Once the line holding "Guideline: the keypoint for each instance of the large" is found, output it and all remaining lines of the data exactly, with every picture left out.

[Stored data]

⁂

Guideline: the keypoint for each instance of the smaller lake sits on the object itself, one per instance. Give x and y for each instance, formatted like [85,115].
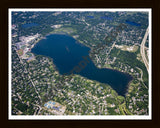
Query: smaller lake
[29,25]
[70,56]
[133,23]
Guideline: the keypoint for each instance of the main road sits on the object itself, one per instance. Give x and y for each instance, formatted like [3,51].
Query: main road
[143,49]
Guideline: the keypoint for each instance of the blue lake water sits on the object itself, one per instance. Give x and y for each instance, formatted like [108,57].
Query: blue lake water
[70,56]
[29,25]
[106,18]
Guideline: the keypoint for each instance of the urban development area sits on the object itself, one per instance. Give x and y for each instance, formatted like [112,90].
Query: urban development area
[37,87]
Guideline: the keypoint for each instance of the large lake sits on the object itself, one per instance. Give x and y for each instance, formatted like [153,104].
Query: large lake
[70,56]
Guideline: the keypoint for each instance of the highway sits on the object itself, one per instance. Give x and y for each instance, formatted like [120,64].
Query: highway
[143,50]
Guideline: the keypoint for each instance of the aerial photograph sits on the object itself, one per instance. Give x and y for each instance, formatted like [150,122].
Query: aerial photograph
[79,63]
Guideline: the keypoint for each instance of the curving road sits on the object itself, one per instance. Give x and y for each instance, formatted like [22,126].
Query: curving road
[143,49]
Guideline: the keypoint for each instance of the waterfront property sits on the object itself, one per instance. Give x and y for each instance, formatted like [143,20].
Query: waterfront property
[68,56]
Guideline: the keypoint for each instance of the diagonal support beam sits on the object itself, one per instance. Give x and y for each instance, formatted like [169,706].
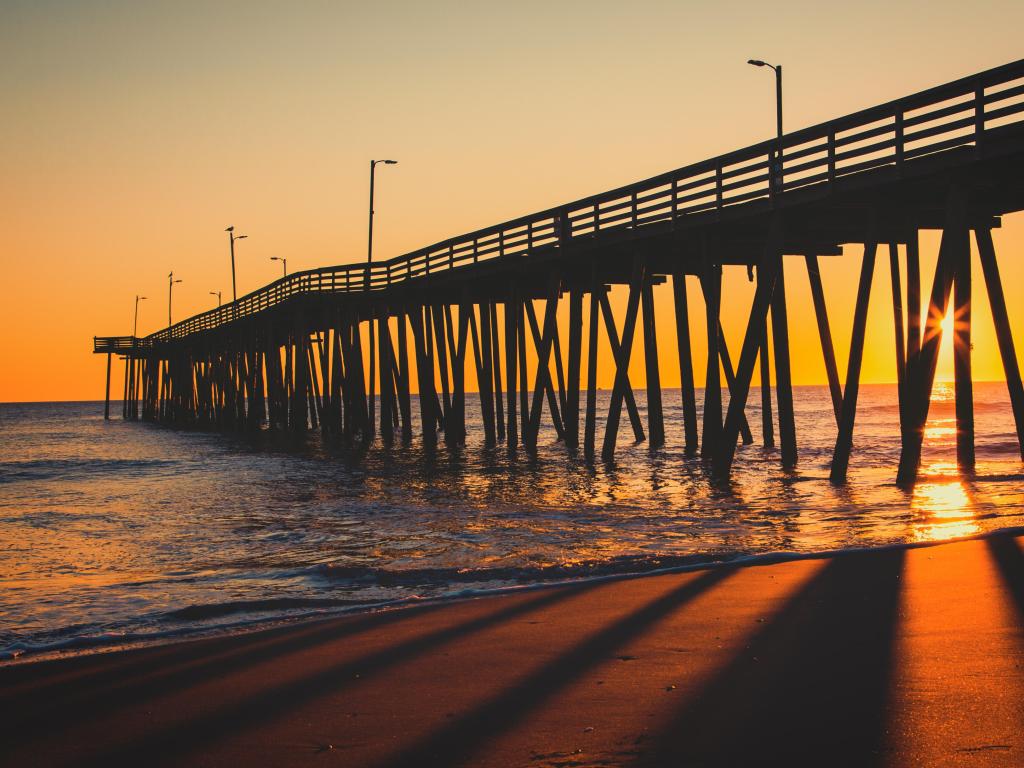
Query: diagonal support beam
[1000,318]
[623,361]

⁂

WORKED SOLUTION =>
Guideline: the keypoint for each instance of the large lake sits on the object itself, one per instance. Give x and y for each instance, formatted like [153,104].
Query: large lake
[70,56]
Guideline: the keypoint for each instance of the highway sits on the object itself, one per instance. Give x and y for each instance, formatted like [120,64].
Query: highway
[143,50]
Guideline: the keypoint for each instance of the aerial photograph sits on the object itself, one per instance. Give x and y for each instance, formatted like [150,122].
Query: aerial photograph
[79,63]
Guideline: the keypoint for each instance of the curving road sits on the object itself, one per instance. Give x and y for each instance, formatted like [22,126].
Query: curving road
[143,49]
Guideline: the keypoint for each instance of the waterfront property sits on the object itself, one per instance. Give x and y for each instance, formatted like [143,20].
Query: waterfront property
[68,56]
Guideline: the keypoint for each instance of the diagonal support beam sits on the object itself, one per instance. Give x and y for each instance, formatted like [169,706].
Query: diagonal support beam
[1000,318]
[623,361]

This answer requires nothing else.